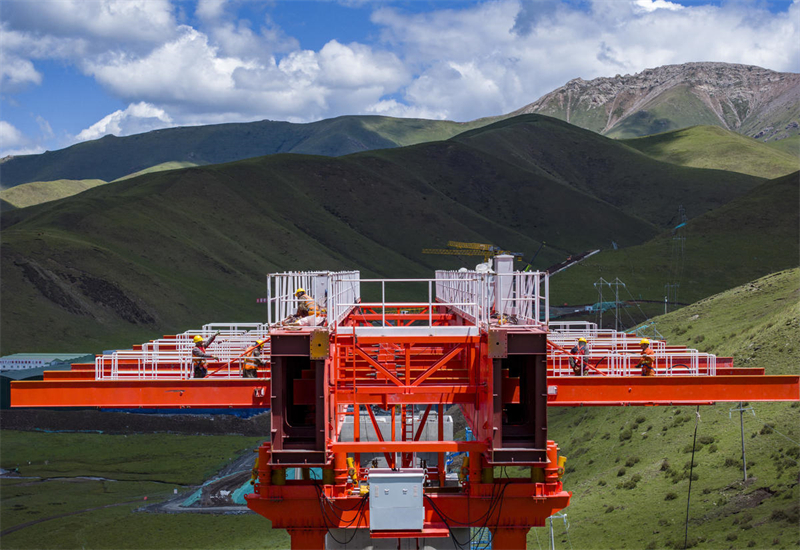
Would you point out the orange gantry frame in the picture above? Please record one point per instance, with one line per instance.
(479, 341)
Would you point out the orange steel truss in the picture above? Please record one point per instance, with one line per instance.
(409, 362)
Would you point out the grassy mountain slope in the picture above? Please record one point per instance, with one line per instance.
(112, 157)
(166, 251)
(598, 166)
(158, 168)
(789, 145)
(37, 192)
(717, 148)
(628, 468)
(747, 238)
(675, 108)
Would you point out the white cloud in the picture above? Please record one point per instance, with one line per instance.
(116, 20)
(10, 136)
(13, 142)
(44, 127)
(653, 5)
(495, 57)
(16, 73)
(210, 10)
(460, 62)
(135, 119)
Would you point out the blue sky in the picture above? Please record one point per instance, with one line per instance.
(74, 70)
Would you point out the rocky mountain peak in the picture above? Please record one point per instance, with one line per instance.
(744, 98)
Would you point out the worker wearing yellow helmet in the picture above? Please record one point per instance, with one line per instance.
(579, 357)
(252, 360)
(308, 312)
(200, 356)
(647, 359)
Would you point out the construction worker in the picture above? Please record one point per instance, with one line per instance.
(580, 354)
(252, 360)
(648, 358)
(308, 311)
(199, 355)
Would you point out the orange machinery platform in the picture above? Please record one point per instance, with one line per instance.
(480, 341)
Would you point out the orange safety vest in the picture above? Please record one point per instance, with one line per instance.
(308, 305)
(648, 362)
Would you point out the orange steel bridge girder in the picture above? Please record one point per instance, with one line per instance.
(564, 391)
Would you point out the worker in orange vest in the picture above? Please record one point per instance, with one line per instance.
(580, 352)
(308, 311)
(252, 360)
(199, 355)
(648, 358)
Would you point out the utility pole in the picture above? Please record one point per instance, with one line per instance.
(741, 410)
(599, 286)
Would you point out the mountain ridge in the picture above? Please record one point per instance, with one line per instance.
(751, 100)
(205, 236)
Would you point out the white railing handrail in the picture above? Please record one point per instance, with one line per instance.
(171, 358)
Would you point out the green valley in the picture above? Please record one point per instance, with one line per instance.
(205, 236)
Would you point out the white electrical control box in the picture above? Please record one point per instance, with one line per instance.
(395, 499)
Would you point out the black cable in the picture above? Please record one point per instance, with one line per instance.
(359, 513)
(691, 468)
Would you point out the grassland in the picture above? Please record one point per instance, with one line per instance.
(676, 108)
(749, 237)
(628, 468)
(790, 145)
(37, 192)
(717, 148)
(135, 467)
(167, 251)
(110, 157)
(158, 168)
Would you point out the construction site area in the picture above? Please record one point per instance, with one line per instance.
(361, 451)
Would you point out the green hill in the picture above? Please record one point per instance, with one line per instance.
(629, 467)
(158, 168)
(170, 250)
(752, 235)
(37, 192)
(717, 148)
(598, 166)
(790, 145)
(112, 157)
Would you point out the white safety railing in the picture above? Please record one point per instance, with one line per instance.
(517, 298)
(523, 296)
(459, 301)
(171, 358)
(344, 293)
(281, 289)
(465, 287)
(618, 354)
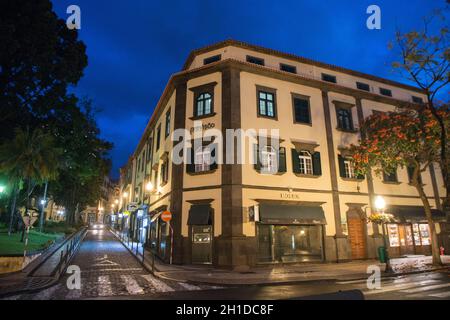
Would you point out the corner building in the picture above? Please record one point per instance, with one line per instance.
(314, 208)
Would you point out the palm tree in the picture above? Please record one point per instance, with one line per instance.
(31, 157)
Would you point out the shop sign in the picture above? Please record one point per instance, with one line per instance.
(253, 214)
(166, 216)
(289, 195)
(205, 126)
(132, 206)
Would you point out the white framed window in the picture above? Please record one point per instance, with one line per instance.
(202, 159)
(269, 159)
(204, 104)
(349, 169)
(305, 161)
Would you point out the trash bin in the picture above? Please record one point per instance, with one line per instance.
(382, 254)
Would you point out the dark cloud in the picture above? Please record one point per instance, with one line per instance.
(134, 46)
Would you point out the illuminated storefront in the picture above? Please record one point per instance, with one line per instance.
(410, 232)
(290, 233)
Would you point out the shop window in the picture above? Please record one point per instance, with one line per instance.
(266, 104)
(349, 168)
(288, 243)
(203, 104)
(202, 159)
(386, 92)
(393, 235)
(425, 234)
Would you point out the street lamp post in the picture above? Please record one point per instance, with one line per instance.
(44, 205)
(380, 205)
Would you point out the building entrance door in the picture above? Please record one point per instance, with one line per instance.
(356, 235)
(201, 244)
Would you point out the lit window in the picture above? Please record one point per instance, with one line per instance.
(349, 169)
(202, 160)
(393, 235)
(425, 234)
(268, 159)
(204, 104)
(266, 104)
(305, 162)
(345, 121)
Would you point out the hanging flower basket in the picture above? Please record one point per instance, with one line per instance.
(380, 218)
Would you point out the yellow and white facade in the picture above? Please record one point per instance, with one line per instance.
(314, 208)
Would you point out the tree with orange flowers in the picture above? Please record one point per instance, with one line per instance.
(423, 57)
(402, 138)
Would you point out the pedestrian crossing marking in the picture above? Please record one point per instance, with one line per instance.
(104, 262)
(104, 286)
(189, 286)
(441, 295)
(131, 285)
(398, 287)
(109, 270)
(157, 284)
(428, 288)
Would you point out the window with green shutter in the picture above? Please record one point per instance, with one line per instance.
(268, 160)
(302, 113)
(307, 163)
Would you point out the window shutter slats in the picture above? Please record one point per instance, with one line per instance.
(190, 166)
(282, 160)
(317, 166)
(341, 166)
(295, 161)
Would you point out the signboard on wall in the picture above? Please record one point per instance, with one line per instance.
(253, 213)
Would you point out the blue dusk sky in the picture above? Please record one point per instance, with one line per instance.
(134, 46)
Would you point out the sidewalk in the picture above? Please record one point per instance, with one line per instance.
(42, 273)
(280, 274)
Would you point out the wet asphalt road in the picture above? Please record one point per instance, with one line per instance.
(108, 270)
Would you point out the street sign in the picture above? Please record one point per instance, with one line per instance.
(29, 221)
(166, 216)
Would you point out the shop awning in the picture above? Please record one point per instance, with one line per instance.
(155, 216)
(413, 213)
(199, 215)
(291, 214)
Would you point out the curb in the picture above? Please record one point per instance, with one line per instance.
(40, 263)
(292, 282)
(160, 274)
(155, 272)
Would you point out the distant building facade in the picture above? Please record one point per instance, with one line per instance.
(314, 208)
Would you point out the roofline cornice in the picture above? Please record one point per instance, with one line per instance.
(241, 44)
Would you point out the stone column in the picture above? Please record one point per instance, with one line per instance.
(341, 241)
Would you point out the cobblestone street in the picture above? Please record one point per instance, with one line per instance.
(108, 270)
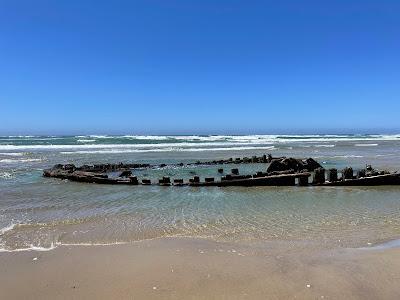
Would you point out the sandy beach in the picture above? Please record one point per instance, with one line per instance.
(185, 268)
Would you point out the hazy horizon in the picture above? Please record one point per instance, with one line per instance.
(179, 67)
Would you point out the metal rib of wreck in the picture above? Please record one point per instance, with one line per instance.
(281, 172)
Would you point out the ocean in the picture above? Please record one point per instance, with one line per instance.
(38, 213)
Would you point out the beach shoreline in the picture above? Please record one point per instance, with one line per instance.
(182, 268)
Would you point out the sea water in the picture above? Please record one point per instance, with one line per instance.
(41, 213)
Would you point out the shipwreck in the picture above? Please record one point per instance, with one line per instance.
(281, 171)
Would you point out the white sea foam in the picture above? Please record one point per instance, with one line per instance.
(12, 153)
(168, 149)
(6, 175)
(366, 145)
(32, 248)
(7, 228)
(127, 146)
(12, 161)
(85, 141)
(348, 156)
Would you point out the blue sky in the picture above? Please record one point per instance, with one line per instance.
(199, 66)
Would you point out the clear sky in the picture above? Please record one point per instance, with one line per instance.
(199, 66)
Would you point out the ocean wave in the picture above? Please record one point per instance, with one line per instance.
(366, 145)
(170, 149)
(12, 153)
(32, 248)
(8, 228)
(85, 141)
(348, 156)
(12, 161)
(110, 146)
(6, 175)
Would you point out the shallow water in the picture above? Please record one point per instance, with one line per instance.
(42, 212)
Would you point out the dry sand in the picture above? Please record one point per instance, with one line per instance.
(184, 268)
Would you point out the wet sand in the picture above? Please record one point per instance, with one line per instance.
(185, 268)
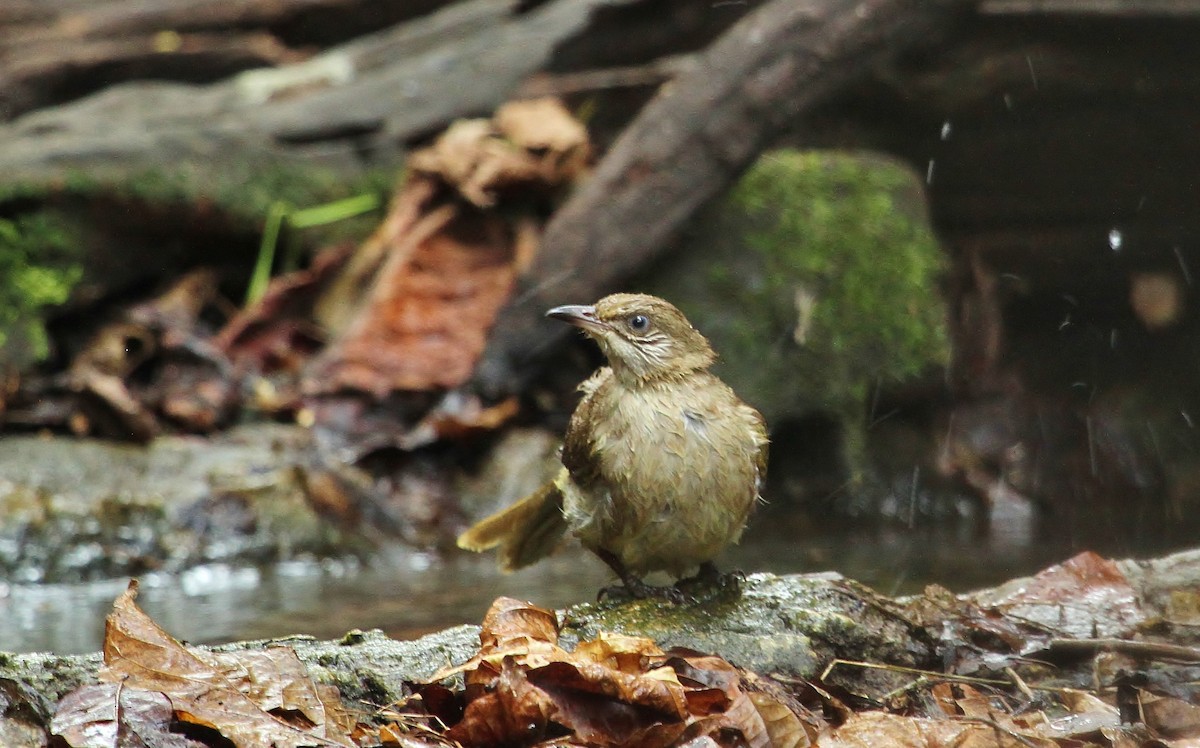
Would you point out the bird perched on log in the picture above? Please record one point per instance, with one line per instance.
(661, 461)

Task details: Could you reproduce, word for word, everything from the line containing "Would you point out the bird" through the end of the records?

Complete output:
Would you point out the bird perched on log in the picture above? Please record one point per instance, with one line per instance.
(661, 461)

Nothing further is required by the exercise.